What the exercise asks >> Reproduce verbatim the lines of the entries below, starting at the line that contains "Annotation task — pin every instance of the bush" and ending at the final line of the entries, with both of those lines included.

Data for the task >>
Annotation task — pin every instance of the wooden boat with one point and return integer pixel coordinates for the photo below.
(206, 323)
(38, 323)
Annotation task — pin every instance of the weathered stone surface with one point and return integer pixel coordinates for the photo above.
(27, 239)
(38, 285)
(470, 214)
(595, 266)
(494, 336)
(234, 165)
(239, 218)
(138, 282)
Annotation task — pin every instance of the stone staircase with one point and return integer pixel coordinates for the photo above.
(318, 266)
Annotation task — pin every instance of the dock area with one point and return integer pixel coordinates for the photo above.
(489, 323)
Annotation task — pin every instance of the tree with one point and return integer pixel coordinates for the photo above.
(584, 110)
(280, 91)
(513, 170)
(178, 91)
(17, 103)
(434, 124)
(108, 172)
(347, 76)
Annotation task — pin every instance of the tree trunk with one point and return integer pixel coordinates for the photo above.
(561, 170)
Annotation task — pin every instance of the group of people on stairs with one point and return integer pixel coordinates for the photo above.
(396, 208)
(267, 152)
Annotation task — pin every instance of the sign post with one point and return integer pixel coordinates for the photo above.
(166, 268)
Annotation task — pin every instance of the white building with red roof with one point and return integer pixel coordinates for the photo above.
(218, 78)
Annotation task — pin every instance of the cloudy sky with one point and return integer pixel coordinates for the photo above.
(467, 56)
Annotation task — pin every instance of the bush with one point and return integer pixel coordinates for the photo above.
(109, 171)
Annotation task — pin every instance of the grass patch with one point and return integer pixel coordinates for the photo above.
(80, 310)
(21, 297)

Exercise output >>
Annotation task — pin every instance of the bush with one point and return integer pixel coordinates for the photo above.
(109, 171)
Annotation task — pin every instance of the grass patch with one point and return integer pixel coordinates for the photo above.
(80, 310)
(21, 297)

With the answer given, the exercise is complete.